The practical implication: for a 45 mm diameter shaft that must achieve ≥ 285HBW at the core after Q&T, SCM440 in oil quench may fall short (under-hardened bainitic core at ~260HBW). SNCM240 reliably achieves the core hardness target at 45 mm. For a 90 mm shaft, SNCM439 is required. The section size determines the grade — not a vague quality preference.

6. Ni Addition: Toughness Mechanism

Nickel improves toughness in alloy steels through two mechanisms:

  • Austenite stability: Ni lowers the martensite transformation temperature (Ms), producing finer martensite on quenching. Finer martensite lath structure means more martensite-martensite boundary area — these boundaries arrest crack propagation more effectively than in coarse martensite, raising fracture toughness
  • Ferrite toughening: In the tempered condition, Ni in solid solution in ferrite reduces the ductile-to-brittle transition temperature (DBTT). SNCM240 maintains adequate Charpy impact energy to lower temperatures than equivalent-strength SCM440 — relevant for outdoor equipment operating in sub-zero temperatures
The DBTT improvement: SCM440 at 900 MPa tensile typically has DBTT around −20°C. SNCM240 at the same tensile strength has DBTT around −40 to −50°C. For applications operating below −20°C — outdoor construction equipment, winter agricultural machinery, cold-climate process equipment — this difference determines whether Charpy impact testing at service temperature passes or fails design code requirements.

7. Common Mistakes

Case: SNCM240 Shaft Embrittled by Tempering at 350°C
SituationA shaft for a hydraulic cylinder (SNCM240, 50 mm diameter) was specified at 30–35HRC. The heat treater, targeting 32HRC, found through trial that tempering at 360°C achieved this hardness. Three shafts fractured brittlely in service at stresses well below yield strength. Hardness checks confirmed 32HRC as specified. Charpy impact testing (not originally specified) of sample pieces showed only 18 J at 20°C — far below the 78 J minimum for SNCM240 in JIS G4103.
Cause360°C is within the temper embrittlement range (250–450°C) for Ni-Cr-Mo steels. Mn, P, and Si co-segregate to prior austenite grain boundaries at this temperature range, creating grain-boundary weakness. The segregation process is time-dependent — in these shafts, tempering at 360°C for 2 hours was sufficient to establish a fully embrittled grain-boundary condition. The 32HRC hardness specification was met, but the fracture mode had shifted to intergranular brittle fracture along the embrittled boundaries. The specification had targeted hardness only, without a minimum impact energy requirement.

GIVEN ENTRIES:
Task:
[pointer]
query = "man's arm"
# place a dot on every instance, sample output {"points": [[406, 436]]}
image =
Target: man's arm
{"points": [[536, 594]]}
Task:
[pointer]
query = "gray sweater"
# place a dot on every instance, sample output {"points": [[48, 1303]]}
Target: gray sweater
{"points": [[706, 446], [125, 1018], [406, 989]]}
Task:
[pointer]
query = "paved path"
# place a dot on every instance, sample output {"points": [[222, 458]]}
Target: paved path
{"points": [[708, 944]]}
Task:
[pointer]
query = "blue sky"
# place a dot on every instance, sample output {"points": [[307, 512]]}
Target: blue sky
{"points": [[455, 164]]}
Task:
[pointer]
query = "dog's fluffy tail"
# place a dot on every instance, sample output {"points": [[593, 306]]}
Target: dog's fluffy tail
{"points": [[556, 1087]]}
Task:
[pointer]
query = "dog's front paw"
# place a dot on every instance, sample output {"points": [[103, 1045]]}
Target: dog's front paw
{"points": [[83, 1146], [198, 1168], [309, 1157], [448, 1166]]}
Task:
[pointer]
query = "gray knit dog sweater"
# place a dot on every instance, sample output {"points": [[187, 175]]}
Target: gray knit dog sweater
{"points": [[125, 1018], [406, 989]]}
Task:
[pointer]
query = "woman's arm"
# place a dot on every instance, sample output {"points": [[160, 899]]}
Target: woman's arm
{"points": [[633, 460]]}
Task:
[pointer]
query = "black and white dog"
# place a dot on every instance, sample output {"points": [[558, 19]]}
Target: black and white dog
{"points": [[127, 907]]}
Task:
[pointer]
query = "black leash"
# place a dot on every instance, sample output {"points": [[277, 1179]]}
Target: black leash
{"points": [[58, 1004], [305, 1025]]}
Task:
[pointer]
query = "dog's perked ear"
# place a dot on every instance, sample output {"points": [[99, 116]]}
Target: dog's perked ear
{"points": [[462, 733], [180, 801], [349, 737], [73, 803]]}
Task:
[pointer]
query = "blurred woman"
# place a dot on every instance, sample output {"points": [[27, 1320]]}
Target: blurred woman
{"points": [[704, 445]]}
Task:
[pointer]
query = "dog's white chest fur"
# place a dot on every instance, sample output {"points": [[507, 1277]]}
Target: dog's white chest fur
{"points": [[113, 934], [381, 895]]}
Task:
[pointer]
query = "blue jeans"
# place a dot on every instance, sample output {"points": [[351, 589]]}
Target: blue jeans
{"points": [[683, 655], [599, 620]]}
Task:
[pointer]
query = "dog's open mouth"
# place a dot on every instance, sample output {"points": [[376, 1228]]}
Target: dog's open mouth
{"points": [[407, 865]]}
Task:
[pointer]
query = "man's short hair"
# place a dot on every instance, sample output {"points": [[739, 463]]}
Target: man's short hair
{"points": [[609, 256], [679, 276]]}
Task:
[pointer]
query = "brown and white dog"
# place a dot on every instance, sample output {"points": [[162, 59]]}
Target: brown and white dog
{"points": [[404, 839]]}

PROBLEMS TO WORK ON:
[1] Summarize the alloy steel passage in two sentences.
[2] List every steel grade designation named in the alloy steel passage.
[3] Answer from the alloy steel passage:
(a) What core hardness can SCM440 end up with in a 45 mm shaft after oil quenching?
(b) What DBTT does SNCM240 have at 900 MPa tensile strength?
(c) What Charpy impact energy did the sample pieces show at 20°C?
The items that come after the alloy steel passage were taken from a separate source.

TASK ANSWERS:
[1] Section size determines the steel grade: SNCM240 reliably reaches the core hardness target for a 45 mm shaft, SCM440 may fall short, and a 90 mm shaft requires SNCM439. Nickel improves toughness by producing finer martensite and by lowering the ductile-to-brittle transition temperature, and in one case SNCM240 shafts tempered at 360°C met their 32HRC hardness but fractured brittlely because that temperature lies within the temper embrittlement range.

[2] SCM440, SNCM240, SNCM439

[3]
(a) About 260HBW, an under-hardened bainitic core.
(b) Around −40 to −50°C.
(c) Only 18 J.